* TASK PROMPT: The copy must match the data below line for line and contain no images.

* GIVEN RECORDS:
□ □ □

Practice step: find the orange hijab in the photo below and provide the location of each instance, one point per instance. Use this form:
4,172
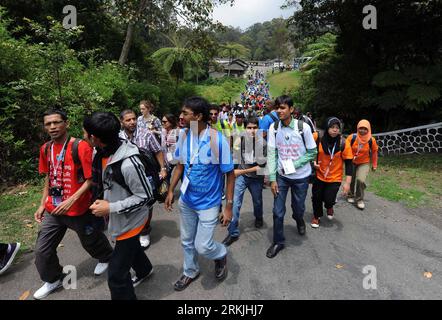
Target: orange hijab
367,137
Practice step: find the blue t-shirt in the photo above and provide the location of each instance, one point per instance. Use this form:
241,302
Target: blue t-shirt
267,121
205,185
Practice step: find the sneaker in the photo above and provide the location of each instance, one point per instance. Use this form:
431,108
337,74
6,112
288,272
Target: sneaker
136,281
315,222
145,241
330,213
101,268
47,289
6,261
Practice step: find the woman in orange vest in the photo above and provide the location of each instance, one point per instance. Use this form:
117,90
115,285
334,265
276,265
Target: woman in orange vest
364,148
333,151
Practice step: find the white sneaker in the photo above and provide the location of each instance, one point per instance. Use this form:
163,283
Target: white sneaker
101,268
47,288
145,241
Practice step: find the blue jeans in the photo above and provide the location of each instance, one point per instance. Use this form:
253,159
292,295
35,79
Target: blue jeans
255,187
299,189
197,230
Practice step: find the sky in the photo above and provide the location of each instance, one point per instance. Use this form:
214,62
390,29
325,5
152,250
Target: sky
245,13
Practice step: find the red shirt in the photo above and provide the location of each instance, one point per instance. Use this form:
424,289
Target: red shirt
70,170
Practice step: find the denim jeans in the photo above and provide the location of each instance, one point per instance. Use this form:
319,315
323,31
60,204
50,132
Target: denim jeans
255,187
197,230
299,189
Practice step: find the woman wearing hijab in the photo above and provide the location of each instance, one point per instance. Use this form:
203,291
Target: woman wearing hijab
365,149
333,151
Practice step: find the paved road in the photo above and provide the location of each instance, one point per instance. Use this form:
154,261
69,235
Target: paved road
325,264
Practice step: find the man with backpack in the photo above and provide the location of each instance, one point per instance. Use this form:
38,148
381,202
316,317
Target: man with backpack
291,148
144,139
204,156
127,207
67,164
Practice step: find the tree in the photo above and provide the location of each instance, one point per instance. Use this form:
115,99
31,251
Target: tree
153,14
179,58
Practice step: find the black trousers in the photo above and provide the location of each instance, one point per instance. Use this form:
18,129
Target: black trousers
127,254
3,249
52,232
323,192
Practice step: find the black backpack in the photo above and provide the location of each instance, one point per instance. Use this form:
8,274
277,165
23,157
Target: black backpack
152,169
75,157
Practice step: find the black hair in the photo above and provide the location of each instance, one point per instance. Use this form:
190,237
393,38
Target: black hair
198,106
284,100
103,125
214,107
126,111
172,120
252,120
60,112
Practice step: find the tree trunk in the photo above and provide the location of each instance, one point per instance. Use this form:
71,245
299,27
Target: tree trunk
127,43
130,33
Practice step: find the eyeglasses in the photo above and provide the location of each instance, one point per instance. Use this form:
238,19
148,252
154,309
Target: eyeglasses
55,123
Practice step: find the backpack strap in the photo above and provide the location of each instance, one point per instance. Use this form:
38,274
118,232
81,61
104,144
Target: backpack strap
117,175
273,117
301,131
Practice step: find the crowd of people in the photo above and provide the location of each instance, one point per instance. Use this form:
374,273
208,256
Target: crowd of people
213,156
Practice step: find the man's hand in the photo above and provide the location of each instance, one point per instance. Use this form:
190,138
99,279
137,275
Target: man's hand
238,173
38,215
63,207
100,208
316,165
227,216
163,174
168,202
275,189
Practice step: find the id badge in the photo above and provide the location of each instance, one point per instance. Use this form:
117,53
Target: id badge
184,185
288,166
56,201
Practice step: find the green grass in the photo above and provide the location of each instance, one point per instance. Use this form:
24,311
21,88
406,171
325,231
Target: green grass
222,90
415,180
17,207
282,82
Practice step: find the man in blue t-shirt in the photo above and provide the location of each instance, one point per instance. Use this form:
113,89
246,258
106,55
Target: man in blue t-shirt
203,156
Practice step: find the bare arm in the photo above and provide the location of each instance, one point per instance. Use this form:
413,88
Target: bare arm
177,174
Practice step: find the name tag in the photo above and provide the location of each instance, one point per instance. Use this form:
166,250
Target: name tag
288,166
184,185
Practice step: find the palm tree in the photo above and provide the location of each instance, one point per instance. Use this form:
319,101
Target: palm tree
179,59
233,50
319,51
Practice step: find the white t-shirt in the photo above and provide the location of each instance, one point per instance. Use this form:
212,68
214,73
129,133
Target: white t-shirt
289,145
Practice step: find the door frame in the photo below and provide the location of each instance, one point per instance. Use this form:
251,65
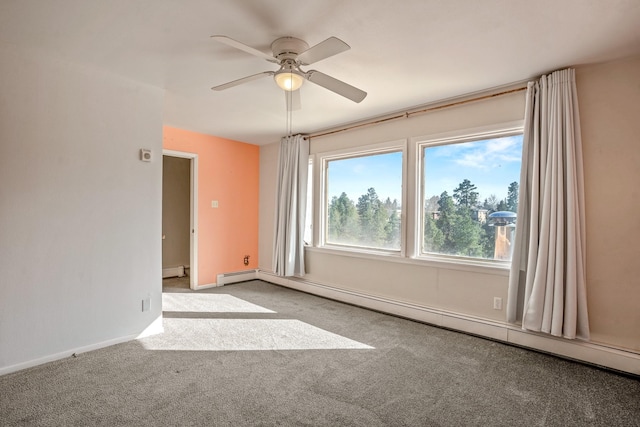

□ □ □

* RESPONSE TO THIS EXERCISE:
Practice step: find the orange hijab in the photo below and provide the location of each instance, one point per instance. Use this form:
4,172
Target: orange hijab
367,137
Practice step: find the blue t-shirt in the photo above and provide the location of each instance, one point per instance. Use this form:
241,302
Target: blue t-shirt
267,121
205,185
Practice step: find the sneaker in the photo above and provide the location of each instance, one point per instance. Use this form:
431,108
337,74
6,112
288,272
Target: sneaker
136,281
315,222
145,241
330,213
101,268
47,289
6,261
Practice step: find the woman in orange vest in the photo above and provide the location of each instance, one point per instance. Use this form:
117,90
115,285
334,265
276,265
Target: woman in orange vest
364,148
333,151
Practice step: find the white sneaker in the photo above and provide the location of each instance, one point per instance. Use this form:
163,283
Target: white sneaker
101,268
47,288
145,241
Practice step: find the blue jeans in the photo above and provide the location of each instance, one point per instance. Use this form:
253,159
292,295
35,79
Target: blue jeans
255,187
299,189
197,230
Practice step: find the sky in the photo above and provide the location of each instance, one point per instance. Use this form:
214,62
390,29
325,5
152,250
Target: sky
245,13
Practice step: find the red shirt in the photo above and provide the location of each instance, one point per instance. Use this form:
424,289
Target: red shirt
70,170
Practice step: find the denim jeans in the photo above and provide the location of each instance, one point per instance. Use this form:
319,315
323,31
60,204
50,132
Target: denim jeans
255,187
197,230
299,189
Practice step: find the woman wearing hijab in the photo above and provide the location of each instance, one point per instance. Use this form:
203,291
Target: woman wearing hijab
365,149
333,151
Practice step: find the paved road in the photo above and provide the location of each instance, one point per instance. Use this form:
154,261
69,235
Target: paved road
325,264
Practice step: find the man with backpack in the photo above and provide the location of each instance, one point per instance. Use this form:
38,148
381,202
316,317
Target: man with backpack
291,148
144,139
204,156
127,207
67,164
Practice step: find the tree in the photo above and provide the location of each instance, one point per instance. Use this form:
115,99
31,251
Target: tree
153,14
179,58
Practice step: find the black trousers in the photo above and provide the location of each instance, one point per instance. Use this form:
18,129
Target: black trousers
127,254
3,249
52,232
323,192
Practice step: find the black backpack in the photo above and provide the location of each instance, one point per instance. Use this form:
8,274
277,165
23,157
Target: black backpack
152,169
75,157
Practice step: find the black hair in the photo above and provide the location of each instance, one point per instance. Use this form:
190,237
393,38
Target: black hair
198,106
284,100
103,125
214,107
126,111
172,120
252,120
60,112
Practice step: find the tree trunk in the photo above and provide the location of each instance, one point per instance. Use this form:
71,245
299,27
Target: tree trunk
127,43
130,33
Practice step: find the eyeglasses in the photo above and provide the location of each instance, one point per instance. Use this form:
238,19
148,252
154,309
Target: eyeglasses
55,123
Practice step: find the backpack strap in the photo above and provide the location of each instance, one point per instance. Use this form:
38,274
118,232
81,61
104,144
Target: backpack strap
117,175
273,117
301,131
Practice step: find the crowd of people in the photo above and provide the location of each instance, one point per instance. Use this form:
374,273
208,256
Target: crowd of people
213,156
Practice step: find the man's hand in the photo above and provide the location of each instance, one point per instance. Use this form:
190,138
99,279
137,275
Target: man's hand
238,173
38,215
63,207
100,208
316,165
227,216
163,174
168,202
275,189
Practice step: find the id badge in the photo above and provide the location of each instance, one point per instance. Use this form:
117,53
Target: id badge
184,185
288,166
56,201
Practice step: find the green grass in the photo above and provide the location of each instance, one point per instance. Use this form:
24,311
21,88
406,171
325,231
Target: green grass
222,90
415,180
17,207
282,82
Practice step: find the man in blue t-shirt in the photo above and provide the location of each instance, one point per instance. Use this form:
113,89
246,258
106,55
Target: man in blue t-shirt
203,156
Practice step: find the bare arm in the photo above and provide the location of each instance, one point per instance. Use this form:
413,88
Target: bare arm
177,174
Practice step: find the name tag in the photo above and provide the location of each instance, one point per instance. Use this form:
166,250
Target: name tag
288,166
184,185
Practice step: find the palm tree in the photo above and provide the location of each instance, one point per instance. Use this form:
319,101
Target: palm tree
179,59
233,50
319,51
Practice step: find the white t-shirt in the photo above and provide the location of each instance, one point per instance. Use this form:
212,68
214,73
129,133
Target: white t-shirt
289,145
Practice step: find the door frame in the photo below and provide the location of each instance, one point per instance. Use this form:
251,65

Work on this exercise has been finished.